• [Tugas Anda]: Bisakah Anda menyambung tulisan tentang Elizabeth von Arnim di bawah ini, mulai tepat setelah kalimat terakhir yang ditampilkan?

• [Teks yang Disediakan]:
========================================
Book for Breakfast : The Adventures of Elizabeth in Ruegen

Elizabeth von Arnim? Siapa sih? Penulis? Nulis buku apa? Kok aku nggak pernah denger ya?
Elizabeth von Arnim (source from here). A demure picture (probably because of the ancient camera), but inside her there was a charming imagination and witty sense of humor
Worry not, not knowing Elizabeth von Arnim is not a sign that you are not well-read. Namanya memang nggak sebeken penulis wanita zaman baheula lain, misalnya Jane Austen atau Bronte bersaudara. Saya nggak tahu apakah ada karyanya yang sudah diterjemahkan dalam Bahasa Indonesia (kayaknya belum ada *sigh*). Kalau melihat jumlah fans dan pembacanya di Goodreads, jangan-jangan memang dia tidak dikenal dengan luas, bahkan di luar negeri sana.
========================================
• [Catatan Tersimpan]:

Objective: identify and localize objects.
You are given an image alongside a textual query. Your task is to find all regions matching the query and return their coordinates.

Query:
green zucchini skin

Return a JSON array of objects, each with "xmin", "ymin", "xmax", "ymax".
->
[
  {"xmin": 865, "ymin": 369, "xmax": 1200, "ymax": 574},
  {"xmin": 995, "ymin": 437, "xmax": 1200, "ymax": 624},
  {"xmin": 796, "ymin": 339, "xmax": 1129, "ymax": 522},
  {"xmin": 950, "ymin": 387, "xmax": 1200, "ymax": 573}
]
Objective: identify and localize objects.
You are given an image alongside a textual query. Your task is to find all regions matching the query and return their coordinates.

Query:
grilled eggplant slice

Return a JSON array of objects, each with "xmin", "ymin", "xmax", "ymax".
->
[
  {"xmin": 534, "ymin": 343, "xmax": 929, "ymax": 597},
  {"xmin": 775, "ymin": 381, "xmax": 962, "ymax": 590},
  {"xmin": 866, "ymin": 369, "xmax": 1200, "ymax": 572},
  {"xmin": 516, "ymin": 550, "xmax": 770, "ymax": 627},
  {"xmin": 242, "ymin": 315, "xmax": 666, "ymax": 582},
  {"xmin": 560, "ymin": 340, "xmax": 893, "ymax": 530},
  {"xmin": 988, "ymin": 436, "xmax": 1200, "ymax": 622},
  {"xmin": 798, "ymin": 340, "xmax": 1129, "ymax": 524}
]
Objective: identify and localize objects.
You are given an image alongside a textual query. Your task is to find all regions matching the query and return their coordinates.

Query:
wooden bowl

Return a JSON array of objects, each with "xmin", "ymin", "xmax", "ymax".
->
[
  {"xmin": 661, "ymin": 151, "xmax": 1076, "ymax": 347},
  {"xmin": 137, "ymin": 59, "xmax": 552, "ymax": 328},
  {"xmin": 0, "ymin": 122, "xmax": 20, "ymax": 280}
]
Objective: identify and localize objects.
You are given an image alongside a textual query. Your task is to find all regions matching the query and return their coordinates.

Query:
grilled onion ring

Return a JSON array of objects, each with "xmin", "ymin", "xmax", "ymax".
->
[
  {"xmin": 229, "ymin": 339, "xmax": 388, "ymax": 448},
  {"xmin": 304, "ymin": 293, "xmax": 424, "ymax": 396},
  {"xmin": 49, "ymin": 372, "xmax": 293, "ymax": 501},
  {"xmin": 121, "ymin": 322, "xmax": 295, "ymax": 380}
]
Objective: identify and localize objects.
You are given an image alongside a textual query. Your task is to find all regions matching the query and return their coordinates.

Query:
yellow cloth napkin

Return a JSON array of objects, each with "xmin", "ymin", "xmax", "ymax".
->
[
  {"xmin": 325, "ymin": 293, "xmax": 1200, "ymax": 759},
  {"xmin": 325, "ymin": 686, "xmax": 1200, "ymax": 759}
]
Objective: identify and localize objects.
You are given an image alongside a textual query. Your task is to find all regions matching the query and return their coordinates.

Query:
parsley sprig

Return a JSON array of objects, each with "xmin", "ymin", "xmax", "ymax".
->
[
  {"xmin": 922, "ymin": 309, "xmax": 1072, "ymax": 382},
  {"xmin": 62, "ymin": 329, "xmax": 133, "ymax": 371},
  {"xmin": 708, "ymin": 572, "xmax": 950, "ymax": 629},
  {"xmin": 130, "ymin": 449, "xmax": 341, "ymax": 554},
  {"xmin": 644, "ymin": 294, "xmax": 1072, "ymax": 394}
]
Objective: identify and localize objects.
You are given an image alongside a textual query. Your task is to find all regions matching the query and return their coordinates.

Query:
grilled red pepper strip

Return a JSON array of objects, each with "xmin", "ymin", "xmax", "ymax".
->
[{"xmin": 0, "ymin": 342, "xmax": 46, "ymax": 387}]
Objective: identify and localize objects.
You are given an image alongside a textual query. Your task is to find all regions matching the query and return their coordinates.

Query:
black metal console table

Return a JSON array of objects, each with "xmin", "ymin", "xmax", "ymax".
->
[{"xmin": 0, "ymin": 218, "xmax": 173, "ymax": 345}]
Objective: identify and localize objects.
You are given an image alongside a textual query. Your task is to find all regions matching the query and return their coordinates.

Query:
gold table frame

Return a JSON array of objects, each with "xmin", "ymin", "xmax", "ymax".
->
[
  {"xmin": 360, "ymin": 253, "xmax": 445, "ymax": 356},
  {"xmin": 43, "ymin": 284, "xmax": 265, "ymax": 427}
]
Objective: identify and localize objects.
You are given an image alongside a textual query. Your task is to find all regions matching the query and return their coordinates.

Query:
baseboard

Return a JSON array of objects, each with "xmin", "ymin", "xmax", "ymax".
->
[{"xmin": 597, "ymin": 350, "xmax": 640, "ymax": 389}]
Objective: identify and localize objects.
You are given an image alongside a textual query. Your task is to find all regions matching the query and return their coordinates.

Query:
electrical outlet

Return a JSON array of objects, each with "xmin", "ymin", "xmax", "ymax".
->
========================================
• [Keluaran yang Diharapkan]:
Saya pun menemukan karyanya nggak sengaja, gara-gara buka-buka rekomendasi buku di Goodreads. Katanya, berdasarkan buku-buku yang selama ini saya baca, kemungkinan saya bakal suka buku ini : Vera, by Elizabeth von Arnim. Gila, tau aja goodreads kalau saya rada narsis, hehe. Maka saya pun mencari buku tersebut (versi ebook LEGAL dapat diunduh di sini) dan akhirnya berkenalan dengan Elizabeth von Arnim.

Karya-karya Von Arnim pada umumnya bercerita mengenai kehidupan wanita kelas menengah ke atas. Karakter utamanya biasanya introvert, flegmatis, kadang-kadang bordering sociophobe. Humor-humornya cerdas, ringan, tapi kadang sarkastis. Dia tidak menyampaikan pesan feminisme nan militan dan berapi-api, namun secara halus karyanya menggambarkan bahwa wanita punya hak untuk mengendalikan kehidupannya dan mengejar kebahagiaannya sendiri (although definition of happiness may vary). Saat membuat narasi, dia terkadang menekankan detail yang sekilas nggak penting dibandingkan peristiwa intinya. I have this funny impression that young Elizabeth Von Arnim might look and think a bit like Luna Lovegood.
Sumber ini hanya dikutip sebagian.